Text block:

A few months ago, when it was relentlessly sunny and conference room confabs were held outside among cardinals and feral cats, I sat in on an editorial meeting with my D Magazine colleagues in Kathy Wise’s backyard. It was time to talk December.

The last issue of the year is usually the Best New Restaurants feature. But 2020 isn’t usual. While we’d normally recount the most exciting restaurant openings of the year, we wanted to—needed to, really—reimagine our approach because we weren’t dining the same way. Yet, in a year rife with challenges for businesses, so many brave souls were bringing Dallas new, thrilling things to eat, from vegetable “charcuterie” (you’d see that at Graham Dodd’s Elm & Good) to the slew of spots selling Nashville hot chicken. We weren’t going to let them go unnoticed.

Oh, we noticed.

We noticed pop-ups thriving, taquerias beckoning with birria de res, bagels getting their fair due, Detroit finally getting some pizza representation. That’s what the Best New Bites of Dallas is about: nodding to the true grit and fiery determination it takes to do something new in 2020. The cover story is online today.

Study material:
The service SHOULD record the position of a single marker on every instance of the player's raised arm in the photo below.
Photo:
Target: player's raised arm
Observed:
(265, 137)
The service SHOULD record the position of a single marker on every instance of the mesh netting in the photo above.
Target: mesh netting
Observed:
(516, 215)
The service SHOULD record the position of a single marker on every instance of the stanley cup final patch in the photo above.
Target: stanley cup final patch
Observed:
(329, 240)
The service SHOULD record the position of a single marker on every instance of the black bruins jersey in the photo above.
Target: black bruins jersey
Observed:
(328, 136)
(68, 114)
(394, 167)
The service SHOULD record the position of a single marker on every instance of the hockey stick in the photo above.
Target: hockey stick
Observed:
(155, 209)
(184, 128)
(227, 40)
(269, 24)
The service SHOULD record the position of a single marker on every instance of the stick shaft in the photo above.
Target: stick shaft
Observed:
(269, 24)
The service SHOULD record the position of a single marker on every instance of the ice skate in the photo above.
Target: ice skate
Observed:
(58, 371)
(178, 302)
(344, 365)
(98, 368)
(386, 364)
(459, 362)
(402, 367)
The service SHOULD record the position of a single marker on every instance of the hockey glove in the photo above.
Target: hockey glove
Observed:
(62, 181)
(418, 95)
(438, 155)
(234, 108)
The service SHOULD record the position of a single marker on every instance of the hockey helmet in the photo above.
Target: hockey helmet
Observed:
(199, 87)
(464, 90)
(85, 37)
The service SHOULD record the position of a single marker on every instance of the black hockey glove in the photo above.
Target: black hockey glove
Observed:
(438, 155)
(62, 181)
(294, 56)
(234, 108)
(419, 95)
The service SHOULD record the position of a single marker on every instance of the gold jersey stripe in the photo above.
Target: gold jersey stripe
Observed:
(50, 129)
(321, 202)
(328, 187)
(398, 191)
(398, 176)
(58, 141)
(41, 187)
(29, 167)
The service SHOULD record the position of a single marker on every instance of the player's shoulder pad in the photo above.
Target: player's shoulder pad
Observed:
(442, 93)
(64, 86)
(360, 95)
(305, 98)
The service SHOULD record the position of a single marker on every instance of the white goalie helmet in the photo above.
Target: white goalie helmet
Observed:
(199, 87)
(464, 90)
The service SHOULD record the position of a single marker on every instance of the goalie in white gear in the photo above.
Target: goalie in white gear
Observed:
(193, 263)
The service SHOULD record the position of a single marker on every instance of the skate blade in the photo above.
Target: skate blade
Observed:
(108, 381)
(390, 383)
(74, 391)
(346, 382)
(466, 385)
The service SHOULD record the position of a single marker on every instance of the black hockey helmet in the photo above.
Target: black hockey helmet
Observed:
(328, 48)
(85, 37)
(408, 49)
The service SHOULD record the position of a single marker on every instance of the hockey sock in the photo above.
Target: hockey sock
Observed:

Task prompt: Rewrite the passage about new Dallas restaurants from "A few months" up to and including "Oh, we noticed.", replacing "cardinals" with "blue jays".

Task response:
A few months ago, when it was relentlessly sunny and conference room confabs were held outside among blue jays and feral cats, I sat in on an editorial meeting with my D Magazine colleagues in Kathy Wise’s backyard. It was time to talk December.

The last issue of the year is usually the Best New Restaurants feature. But 2020 isn’t usual. While we’d normally recount the most exciting restaurant openings of the year, we wanted to—needed to, really—reimagine our approach because we weren’t dining the same way. Yet, in a year rife with challenges for businesses, so many brave souls were bringing Dallas new, thrilling things to eat, from vegetable “charcuterie” (you’d see that at Graham Dodd’s Elm & Good) to the slew of spots selling Nashville hot chicken. We weren’t going to let them go unnoticed.

Oh, we noticed.